══ DATA FOR THIS EXERCISE
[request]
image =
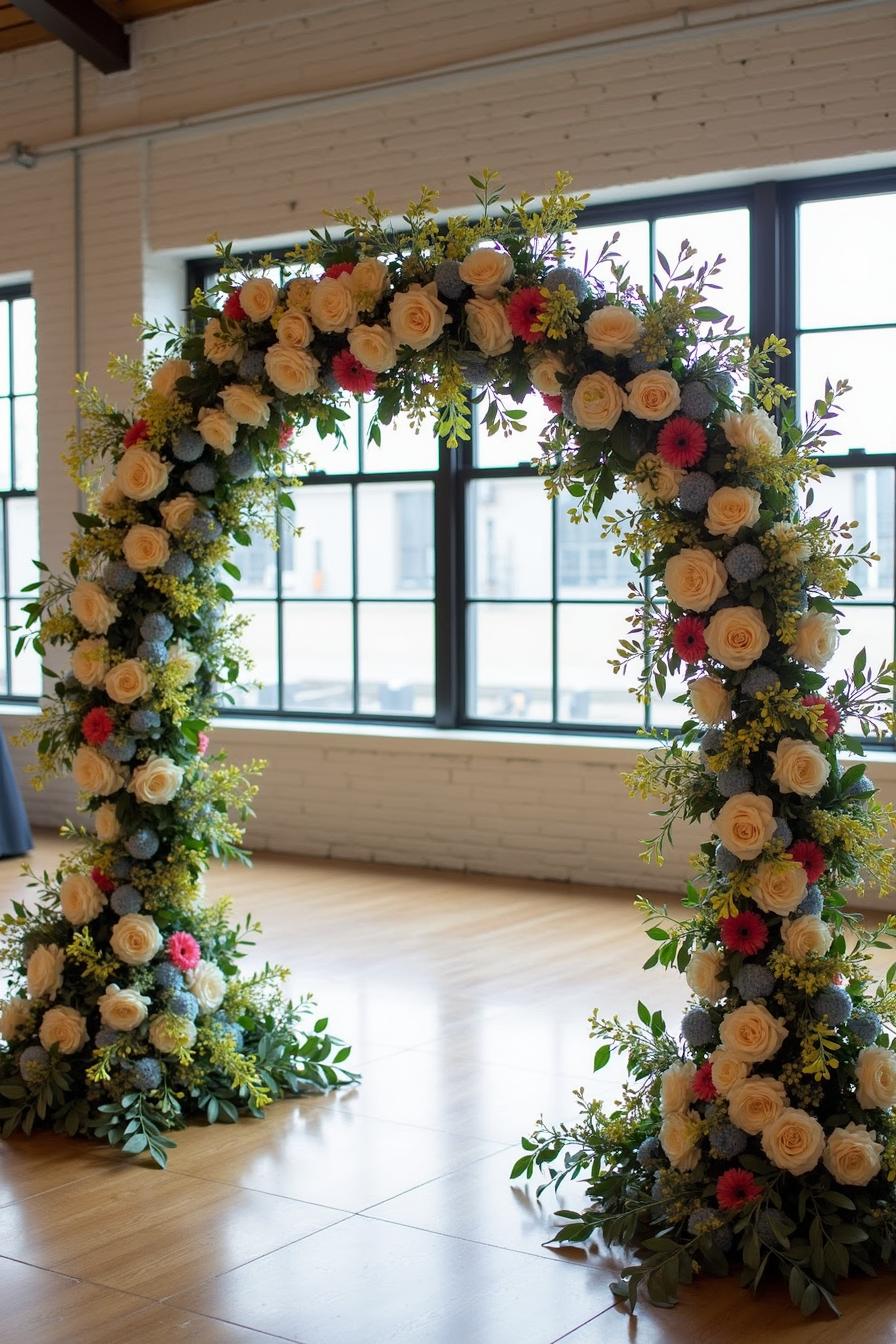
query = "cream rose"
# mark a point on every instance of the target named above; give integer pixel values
(128, 682)
(332, 304)
(122, 1010)
(292, 371)
(817, 640)
(79, 898)
(486, 269)
(852, 1155)
(218, 429)
(805, 937)
(778, 886)
(730, 508)
(613, 329)
(488, 325)
(746, 824)
(156, 781)
(704, 973)
(164, 381)
(736, 636)
(794, 1141)
(679, 1139)
(876, 1078)
(418, 316)
(136, 940)
(752, 1034)
(207, 983)
(145, 547)
(597, 402)
(94, 773)
(653, 395)
(43, 972)
(754, 1102)
(374, 347)
(141, 473)
(92, 606)
(695, 578)
(258, 299)
(65, 1028)
(177, 512)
════
Set down all of the entries above verbatim, omitting the pictures from your answer.

** FULL OUTPUT **
[request]
image =
query = "cream rose"
# mark a point on every instance of the target named above; give integer pixel values
(128, 682)
(332, 304)
(122, 1010)
(292, 371)
(817, 640)
(79, 898)
(486, 269)
(852, 1155)
(218, 429)
(805, 937)
(778, 886)
(730, 508)
(613, 329)
(488, 325)
(746, 824)
(156, 781)
(704, 973)
(164, 381)
(736, 636)
(794, 1141)
(679, 1139)
(876, 1078)
(418, 316)
(136, 940)
(752, 1034)
(207, 983)
(145, 547)
(597, 402)
(94, 773)
(653, 395)
(43, 972)
(754, 1102)
(374, 347)
(141, 473)
(92, 606)
(695, 578)
(258, 299)
(65, 1028)
(177, 512)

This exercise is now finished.